- [Direction A]:
Sum up the excerpt below in two sentences.

- [Document]:

______

Reviewing environment renders for season 2. We are very deep into this thing. ++PERSONAL APPEARANCES: LONDON: 16 March - North London Literary Festival LONDON: 24 March - Convergence Festival Another London appearance will be announced shortly. ++THE ENDS OF THE WORLD, by Déborah Danowski & Eduardo Viveiros de Castro, translated by Rodrigo Guimaraes Nunes.
That is the condition in which to read a book about the ends of the world, yes?
It is, as you may imagine, not a cheerful book. Academic in tone, but blissfully free from much technical language, and footnoted well - the joy of the good footnote is that it adds to the text at your leisure without disrupting the flow of or thinning the information in the main text. It's cold work, written with a flinty eye, but shot through with marvellous little observations and references:
Mythophysics!

______

- [Direction B]:
In the first block of rows, copy out the lines from the one with "As documented, this system finds the pointed" up to and including the one with "left=1194, top=428, right=1277, bottom=525".

______

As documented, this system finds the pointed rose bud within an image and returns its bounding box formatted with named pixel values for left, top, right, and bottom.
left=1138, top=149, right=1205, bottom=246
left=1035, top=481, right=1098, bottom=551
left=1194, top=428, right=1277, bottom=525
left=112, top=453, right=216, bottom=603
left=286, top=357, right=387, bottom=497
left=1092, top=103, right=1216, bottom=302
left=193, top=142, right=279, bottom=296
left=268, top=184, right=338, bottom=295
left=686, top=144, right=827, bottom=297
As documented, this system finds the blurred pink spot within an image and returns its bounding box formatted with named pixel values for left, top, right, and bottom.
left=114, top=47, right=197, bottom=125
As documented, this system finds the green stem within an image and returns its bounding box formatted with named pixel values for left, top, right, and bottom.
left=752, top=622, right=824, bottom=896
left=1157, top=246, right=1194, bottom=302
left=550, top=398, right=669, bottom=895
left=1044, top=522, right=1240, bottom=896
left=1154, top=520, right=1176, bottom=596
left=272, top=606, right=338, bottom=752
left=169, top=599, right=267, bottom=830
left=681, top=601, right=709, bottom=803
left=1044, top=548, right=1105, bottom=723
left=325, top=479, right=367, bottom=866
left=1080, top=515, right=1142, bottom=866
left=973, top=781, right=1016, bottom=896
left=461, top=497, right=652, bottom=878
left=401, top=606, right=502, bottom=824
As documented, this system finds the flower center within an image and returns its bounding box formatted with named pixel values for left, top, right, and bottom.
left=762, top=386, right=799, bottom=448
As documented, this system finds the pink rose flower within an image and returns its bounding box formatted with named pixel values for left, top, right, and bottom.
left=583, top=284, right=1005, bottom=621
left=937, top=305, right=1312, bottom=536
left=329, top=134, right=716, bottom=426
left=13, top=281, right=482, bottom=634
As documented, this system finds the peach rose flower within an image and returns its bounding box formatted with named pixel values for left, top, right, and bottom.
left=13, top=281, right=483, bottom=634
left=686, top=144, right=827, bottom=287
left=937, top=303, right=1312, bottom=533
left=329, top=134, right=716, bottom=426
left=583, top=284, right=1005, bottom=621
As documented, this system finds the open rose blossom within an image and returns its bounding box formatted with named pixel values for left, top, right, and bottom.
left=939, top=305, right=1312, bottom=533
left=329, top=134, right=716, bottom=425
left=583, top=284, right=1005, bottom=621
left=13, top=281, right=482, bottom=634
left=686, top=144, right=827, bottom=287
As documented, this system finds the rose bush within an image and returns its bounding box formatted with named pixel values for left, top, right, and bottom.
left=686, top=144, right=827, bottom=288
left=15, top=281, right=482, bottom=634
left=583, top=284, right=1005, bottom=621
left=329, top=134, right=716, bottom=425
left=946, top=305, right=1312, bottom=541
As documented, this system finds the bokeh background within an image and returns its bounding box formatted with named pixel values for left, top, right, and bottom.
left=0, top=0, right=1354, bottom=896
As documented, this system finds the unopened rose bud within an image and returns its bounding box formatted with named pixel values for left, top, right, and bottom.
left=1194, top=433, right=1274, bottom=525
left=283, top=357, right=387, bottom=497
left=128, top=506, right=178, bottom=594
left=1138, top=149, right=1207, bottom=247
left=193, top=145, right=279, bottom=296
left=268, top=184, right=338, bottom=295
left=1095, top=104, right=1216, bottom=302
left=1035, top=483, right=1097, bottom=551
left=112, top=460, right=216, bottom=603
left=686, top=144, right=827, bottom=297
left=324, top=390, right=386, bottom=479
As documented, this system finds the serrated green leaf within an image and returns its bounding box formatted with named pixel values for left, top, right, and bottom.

______

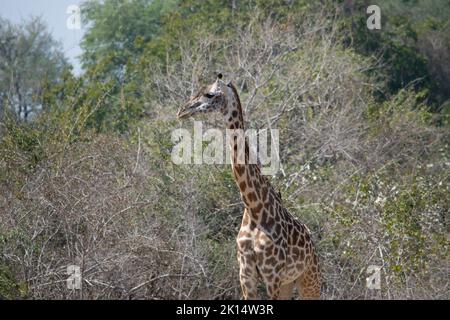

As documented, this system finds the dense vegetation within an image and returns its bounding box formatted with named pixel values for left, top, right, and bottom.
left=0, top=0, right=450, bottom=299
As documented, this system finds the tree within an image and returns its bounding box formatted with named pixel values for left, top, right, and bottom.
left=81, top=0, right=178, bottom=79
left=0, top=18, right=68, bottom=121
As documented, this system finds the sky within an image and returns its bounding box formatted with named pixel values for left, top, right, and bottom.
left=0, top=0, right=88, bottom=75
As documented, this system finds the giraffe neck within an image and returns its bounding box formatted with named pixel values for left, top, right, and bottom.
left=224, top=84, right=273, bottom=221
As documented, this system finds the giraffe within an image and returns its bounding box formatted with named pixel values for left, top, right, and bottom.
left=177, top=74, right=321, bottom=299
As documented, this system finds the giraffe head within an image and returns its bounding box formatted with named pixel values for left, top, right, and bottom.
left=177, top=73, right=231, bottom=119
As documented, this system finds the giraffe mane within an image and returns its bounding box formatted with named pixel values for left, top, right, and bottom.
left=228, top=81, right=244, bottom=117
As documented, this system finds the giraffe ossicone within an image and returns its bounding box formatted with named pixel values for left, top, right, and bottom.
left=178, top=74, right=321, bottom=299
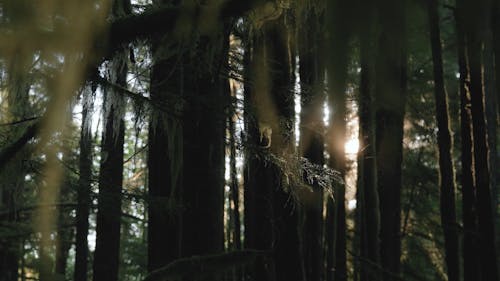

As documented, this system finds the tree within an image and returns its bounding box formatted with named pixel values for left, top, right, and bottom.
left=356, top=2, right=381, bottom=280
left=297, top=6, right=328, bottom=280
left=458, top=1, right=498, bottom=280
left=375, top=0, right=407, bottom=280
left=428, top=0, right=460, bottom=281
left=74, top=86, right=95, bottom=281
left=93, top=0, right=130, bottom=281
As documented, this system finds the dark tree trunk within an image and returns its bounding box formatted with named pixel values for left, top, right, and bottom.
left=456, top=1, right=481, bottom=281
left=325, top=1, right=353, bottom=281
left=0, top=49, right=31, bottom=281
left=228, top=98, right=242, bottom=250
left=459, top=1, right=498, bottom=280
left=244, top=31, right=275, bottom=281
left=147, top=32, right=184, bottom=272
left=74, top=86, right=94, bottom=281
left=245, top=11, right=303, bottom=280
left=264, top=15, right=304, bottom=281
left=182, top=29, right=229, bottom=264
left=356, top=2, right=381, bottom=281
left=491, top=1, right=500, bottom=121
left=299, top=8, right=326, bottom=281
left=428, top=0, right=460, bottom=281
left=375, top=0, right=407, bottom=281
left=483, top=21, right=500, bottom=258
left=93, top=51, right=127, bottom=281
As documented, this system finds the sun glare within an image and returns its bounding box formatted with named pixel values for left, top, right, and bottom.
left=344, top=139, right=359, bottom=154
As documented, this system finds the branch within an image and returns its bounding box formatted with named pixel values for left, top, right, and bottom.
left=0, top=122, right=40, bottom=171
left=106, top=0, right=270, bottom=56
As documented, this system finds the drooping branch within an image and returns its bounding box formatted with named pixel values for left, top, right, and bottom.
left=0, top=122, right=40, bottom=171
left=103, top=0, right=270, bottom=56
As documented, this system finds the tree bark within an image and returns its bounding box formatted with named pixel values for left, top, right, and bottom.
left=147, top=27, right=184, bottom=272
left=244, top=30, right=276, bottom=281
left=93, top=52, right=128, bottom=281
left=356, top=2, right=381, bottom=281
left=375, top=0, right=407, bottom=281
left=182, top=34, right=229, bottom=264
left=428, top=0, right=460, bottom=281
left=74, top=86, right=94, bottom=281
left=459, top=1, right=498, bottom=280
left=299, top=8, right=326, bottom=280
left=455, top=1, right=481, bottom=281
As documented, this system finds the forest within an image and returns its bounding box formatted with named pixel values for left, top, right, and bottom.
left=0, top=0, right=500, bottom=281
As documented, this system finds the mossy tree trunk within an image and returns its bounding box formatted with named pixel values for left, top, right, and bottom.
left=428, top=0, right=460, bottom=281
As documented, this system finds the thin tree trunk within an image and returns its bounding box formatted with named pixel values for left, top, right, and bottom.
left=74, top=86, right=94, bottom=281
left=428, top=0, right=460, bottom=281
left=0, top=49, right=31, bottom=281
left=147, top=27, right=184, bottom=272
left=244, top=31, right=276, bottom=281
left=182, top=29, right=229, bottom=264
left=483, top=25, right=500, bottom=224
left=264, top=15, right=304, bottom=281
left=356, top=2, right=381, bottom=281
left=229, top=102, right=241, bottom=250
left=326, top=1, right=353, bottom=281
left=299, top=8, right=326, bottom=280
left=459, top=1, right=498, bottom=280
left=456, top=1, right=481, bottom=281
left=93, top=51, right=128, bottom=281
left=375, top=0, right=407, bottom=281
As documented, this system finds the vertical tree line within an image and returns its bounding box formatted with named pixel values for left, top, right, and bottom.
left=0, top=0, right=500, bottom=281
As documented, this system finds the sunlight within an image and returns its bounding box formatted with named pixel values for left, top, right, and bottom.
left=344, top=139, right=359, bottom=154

______

- [Problem solution A]:
The writer is reviewing environment renders for season 2 and lists two London appearances, on 16 March at the North London Literary Festival and on 24 March at the Convergence Festival, with another to be announced soon. The writer then turns to The Ends of the World by Déborah Danowski and Eduardo Viveiros de Castro, calling it an uncheerful, academic but largely non-technical book with good footnotes, cold and flinty yet full of marvelous little observations and references.

- [Problem solution B]:
As documented, this system finds the pointed rose bud within an image and returns its bounding box formatted with named pixel values for left, top, right, and bottom.
left=1138, top=149, right=1205, bottom=246
left=1035, top=481, right=1098, bottom=551
left=1194, top=428, right=1277, bottom=525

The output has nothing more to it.